# AIM:
Can you turn the lines of the material into a numbered list with blank lines left out, starting at the line that has "target: dark blue trousers" and stopping after the last line of the material?

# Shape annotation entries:
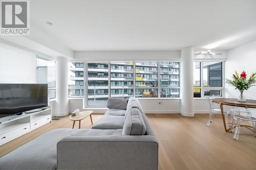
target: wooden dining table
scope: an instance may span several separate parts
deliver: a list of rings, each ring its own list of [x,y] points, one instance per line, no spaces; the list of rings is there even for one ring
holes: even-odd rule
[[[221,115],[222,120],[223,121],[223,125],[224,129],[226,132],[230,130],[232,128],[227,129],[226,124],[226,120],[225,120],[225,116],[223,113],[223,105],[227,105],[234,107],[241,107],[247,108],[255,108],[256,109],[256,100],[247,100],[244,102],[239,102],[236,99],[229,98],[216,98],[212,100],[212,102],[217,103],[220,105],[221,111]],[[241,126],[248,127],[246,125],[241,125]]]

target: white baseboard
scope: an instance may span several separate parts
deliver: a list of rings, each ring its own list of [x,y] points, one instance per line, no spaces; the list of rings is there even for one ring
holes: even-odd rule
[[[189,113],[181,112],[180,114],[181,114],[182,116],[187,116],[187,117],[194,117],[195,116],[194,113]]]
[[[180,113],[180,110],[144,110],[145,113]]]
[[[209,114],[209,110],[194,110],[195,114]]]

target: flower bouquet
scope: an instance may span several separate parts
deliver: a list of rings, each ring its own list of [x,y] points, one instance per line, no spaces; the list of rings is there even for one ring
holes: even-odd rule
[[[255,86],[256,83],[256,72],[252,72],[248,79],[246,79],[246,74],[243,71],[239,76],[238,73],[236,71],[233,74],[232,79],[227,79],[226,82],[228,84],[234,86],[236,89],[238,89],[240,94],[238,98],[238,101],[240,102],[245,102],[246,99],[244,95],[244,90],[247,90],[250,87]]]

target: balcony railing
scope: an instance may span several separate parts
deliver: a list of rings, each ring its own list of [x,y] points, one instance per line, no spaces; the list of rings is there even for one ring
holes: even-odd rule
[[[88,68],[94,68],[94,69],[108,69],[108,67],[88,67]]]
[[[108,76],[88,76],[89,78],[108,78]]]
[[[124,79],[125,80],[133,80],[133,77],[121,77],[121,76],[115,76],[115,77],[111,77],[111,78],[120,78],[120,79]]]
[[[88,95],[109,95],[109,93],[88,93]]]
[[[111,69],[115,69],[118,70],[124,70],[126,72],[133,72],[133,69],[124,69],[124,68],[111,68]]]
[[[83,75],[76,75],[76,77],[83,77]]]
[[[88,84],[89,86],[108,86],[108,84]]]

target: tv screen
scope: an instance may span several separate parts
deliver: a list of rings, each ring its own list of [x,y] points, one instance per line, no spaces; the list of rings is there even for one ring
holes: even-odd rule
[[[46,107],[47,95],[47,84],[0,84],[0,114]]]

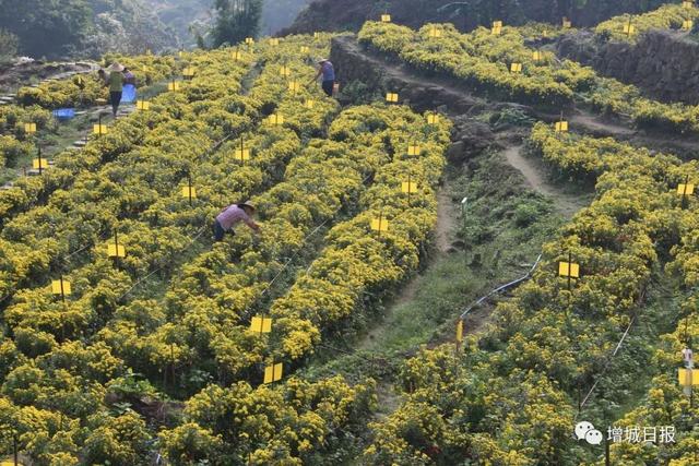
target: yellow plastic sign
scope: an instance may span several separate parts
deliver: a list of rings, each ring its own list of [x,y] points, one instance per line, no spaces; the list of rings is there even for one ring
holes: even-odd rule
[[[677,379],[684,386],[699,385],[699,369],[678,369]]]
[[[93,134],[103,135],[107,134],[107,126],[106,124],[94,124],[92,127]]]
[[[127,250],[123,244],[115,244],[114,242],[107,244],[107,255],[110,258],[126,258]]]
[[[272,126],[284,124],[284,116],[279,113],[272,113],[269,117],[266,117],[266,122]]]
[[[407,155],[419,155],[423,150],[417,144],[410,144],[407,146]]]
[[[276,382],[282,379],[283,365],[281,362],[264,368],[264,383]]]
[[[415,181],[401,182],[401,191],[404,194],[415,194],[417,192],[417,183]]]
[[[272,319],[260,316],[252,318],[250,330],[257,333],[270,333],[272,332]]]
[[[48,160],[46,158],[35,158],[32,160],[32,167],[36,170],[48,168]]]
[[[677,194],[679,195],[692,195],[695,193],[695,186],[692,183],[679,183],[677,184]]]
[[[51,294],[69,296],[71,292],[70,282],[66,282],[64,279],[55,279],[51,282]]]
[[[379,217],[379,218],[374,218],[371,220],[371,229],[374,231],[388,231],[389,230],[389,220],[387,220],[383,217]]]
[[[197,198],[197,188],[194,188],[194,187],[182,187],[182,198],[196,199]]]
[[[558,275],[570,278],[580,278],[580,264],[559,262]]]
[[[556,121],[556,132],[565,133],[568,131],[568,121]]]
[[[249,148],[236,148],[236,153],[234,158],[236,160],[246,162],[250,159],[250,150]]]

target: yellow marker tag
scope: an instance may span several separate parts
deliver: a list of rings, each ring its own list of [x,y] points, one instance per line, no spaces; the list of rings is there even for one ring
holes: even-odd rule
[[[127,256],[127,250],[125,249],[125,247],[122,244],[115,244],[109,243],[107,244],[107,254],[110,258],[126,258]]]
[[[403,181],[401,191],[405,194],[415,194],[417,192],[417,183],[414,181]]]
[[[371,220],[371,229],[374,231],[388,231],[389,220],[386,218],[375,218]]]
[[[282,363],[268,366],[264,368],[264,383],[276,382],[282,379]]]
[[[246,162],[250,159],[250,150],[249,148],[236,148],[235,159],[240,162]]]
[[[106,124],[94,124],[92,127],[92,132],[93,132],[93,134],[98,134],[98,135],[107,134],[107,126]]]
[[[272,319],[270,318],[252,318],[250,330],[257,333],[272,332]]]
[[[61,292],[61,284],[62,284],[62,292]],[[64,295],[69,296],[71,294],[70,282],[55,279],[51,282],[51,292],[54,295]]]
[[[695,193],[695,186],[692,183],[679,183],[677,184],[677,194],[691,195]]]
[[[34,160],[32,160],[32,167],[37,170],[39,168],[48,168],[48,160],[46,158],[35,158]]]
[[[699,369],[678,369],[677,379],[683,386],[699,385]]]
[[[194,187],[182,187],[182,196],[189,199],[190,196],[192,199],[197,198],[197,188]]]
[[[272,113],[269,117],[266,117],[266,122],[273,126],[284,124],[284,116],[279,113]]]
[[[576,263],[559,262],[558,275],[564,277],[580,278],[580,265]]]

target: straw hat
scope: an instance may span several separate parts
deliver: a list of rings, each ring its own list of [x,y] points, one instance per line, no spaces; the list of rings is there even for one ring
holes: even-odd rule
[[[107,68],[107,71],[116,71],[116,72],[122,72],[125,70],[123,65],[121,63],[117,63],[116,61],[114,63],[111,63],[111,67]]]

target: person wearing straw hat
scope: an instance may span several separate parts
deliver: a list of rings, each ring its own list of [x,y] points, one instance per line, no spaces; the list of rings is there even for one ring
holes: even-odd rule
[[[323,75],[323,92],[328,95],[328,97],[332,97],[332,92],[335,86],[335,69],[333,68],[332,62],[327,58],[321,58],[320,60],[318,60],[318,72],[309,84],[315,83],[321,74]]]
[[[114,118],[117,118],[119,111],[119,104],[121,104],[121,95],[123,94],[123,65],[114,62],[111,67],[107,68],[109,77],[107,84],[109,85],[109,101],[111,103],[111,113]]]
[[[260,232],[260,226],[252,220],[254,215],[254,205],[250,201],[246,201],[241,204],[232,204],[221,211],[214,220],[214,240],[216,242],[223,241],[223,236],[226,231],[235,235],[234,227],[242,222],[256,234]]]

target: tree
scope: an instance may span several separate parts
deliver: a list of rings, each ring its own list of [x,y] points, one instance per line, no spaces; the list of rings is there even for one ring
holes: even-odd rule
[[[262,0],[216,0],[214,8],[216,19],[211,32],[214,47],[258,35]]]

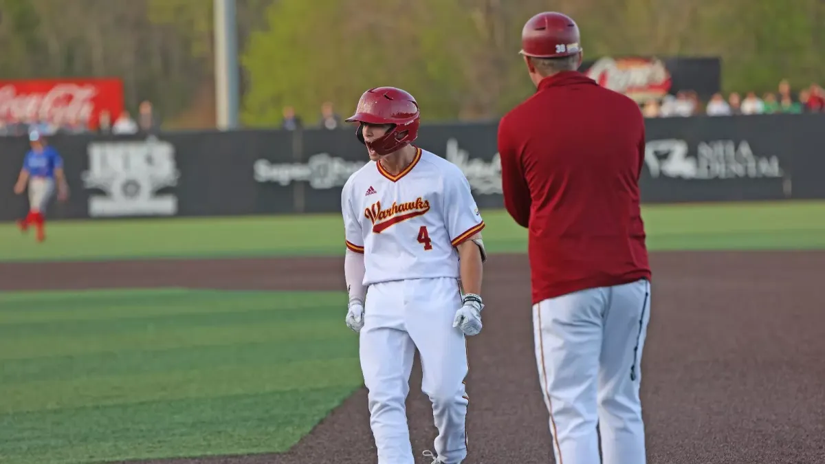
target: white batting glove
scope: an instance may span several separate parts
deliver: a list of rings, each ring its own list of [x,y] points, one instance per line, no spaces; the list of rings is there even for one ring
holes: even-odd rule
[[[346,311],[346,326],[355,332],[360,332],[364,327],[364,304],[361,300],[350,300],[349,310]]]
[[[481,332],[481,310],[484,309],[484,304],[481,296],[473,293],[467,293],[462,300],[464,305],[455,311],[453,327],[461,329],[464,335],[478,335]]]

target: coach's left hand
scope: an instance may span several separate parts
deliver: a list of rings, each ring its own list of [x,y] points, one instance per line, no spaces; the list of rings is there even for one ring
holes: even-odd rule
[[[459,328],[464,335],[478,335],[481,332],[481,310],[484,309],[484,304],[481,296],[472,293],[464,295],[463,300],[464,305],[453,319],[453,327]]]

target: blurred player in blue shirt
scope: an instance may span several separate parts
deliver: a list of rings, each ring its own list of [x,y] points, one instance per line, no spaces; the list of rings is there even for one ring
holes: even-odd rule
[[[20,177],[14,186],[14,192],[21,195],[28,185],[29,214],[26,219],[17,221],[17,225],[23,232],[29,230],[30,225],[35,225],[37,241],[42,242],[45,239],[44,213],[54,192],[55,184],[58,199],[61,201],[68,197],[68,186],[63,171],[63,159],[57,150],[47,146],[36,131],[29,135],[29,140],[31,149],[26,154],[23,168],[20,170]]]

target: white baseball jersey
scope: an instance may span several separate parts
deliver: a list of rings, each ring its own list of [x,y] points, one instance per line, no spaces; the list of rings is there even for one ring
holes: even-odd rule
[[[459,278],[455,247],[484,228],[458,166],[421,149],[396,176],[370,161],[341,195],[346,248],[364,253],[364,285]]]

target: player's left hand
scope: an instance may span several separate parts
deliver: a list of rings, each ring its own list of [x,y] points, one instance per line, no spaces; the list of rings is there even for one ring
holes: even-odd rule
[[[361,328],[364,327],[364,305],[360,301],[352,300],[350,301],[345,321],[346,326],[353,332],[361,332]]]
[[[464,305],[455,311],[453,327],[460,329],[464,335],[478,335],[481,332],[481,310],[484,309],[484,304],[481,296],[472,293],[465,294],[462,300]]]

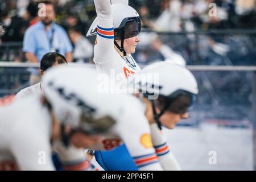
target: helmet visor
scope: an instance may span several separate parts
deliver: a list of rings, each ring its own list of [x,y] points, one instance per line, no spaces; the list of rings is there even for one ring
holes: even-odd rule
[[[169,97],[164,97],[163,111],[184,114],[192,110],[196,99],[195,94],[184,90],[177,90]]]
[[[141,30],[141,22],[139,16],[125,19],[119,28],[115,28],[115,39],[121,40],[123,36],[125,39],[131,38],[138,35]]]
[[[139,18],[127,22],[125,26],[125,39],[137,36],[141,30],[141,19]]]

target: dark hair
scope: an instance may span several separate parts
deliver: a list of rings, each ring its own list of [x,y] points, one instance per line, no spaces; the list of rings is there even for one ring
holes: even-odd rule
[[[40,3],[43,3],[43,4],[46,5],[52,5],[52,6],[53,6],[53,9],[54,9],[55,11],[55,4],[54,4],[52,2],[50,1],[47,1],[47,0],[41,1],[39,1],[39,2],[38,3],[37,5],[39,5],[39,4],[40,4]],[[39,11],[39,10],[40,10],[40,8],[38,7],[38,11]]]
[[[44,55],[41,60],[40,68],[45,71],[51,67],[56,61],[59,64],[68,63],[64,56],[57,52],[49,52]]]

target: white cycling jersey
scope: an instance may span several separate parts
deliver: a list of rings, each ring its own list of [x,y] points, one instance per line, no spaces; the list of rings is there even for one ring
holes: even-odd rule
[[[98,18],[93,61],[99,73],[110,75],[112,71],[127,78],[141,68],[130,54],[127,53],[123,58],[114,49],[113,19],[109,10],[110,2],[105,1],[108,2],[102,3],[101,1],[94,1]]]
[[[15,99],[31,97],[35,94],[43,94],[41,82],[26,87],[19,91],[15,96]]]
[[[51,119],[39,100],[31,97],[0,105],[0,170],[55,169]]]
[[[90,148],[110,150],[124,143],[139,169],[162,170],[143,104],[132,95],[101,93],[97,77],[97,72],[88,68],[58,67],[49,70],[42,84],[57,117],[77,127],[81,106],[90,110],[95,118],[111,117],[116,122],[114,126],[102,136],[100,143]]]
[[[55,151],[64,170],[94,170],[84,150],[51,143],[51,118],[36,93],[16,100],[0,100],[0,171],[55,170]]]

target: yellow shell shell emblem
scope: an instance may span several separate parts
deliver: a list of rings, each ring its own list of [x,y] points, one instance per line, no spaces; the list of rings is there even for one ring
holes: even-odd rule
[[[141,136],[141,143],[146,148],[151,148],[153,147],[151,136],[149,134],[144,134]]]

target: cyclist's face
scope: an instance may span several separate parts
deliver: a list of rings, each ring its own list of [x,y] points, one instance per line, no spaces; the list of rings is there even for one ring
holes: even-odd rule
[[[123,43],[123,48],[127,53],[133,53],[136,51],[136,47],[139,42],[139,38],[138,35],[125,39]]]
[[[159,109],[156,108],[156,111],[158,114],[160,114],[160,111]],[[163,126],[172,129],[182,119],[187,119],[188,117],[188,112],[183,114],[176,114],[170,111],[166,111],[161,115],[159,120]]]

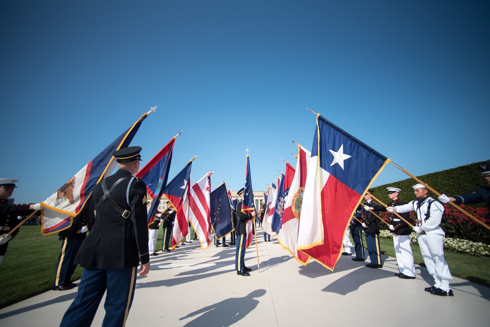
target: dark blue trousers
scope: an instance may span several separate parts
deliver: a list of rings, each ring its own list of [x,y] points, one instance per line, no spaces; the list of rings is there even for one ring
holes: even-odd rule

# FINAL RESULT:
1. target: dark blue trousers
2. scope: an instance may span several separate parts
3. deliver: a list of rings, each ring its own list of [x,y] points, one instance per line, no spaces; the list of rings is there even for one ring
4. holes: even-odd rule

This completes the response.